## About this task
Retype each record exactly; no pictures.

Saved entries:
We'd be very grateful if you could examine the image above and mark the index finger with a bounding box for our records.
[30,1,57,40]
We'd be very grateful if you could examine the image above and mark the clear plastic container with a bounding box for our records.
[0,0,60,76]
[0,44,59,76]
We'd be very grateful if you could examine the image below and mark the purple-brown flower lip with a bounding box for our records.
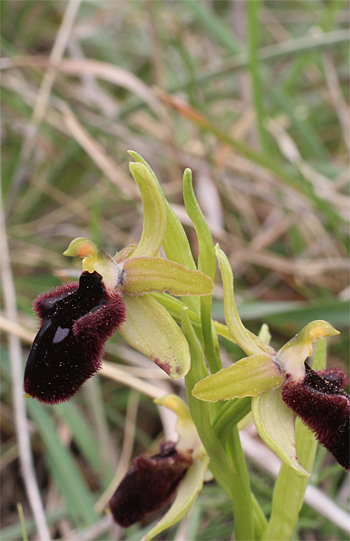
[109,442,193,528]
[282,363,350,470]
[24,271,126,404]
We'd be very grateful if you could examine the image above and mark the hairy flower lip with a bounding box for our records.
[282,363,350,471]
[23,271,126,404]
[109,395,209,536]
[109,441,193,528]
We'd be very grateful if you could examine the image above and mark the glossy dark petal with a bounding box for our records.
[110,442,193,528]
[282,363,350,470]
[24,272,126,404]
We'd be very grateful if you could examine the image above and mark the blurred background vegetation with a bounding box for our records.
[1,1,349,540]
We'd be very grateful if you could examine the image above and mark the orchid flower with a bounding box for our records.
[192,245,349,473]
[23,157,213,404]
[109,394,211,541]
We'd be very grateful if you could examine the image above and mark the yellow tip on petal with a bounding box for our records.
[154,394,191,422]
[277,320,340,382]
[308,323,340,340]
[63,237,120,289]
[23,393,32,398]
[154,394,200,452]
[63,237,96,257]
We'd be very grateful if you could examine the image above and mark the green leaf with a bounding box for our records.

## Exercise solution
We'd be very grateful if you could examine the image above and mark the index finger with a bounding box for our records.
[30,1,57,40]
We'd be very grateful if you could examine the image above and mark the clear plastic container with a bounding box for our records.
[0,0,60,76]
[0,44,59,76]
We'd be very grateful if you could examine the image below and mark the purple-brown flower lip with a bounding box for our records.
[109,442,193,528]
[282,363,350,470]
[24,271,126,404]
We'd be very grateful if you could examine the image above and mark the hairy flower lip with a bounding box for our records.
[282,363,350,471]
[23,271,126,404]
[109,395,209,536]
[109,441,193,528]
We'd be very grateful if you could examine the image above and mark the glossy dark petal with a bounding box for our records.
[110,442,193,528]
[282,363,350,470]
[24,272,126,404]
We'd be very grateful if you could examine the image above and mark the blurred background vegetation with a bounding box for our records.
[1,1,349,540]
We'd be very grateful if you could examine the image above and mark the orchid flower with a bounding box for our records.
[192,245,349,473]
[23,157,213,404]
[109,394,211,541]
We'd be very grateful if you could examine the image above and mark the yellow tip on petal with a bounding box for our records.
[154,394,191,422]
[277,320,340,382]
[308,323,340,340]
[63,237,120,289]
[23,393,32,398]
[154,394,200,452]
[63,237,96,257]
We'd be very grateful if you could examine the image above and mark the green leaf with a bounding box for our records.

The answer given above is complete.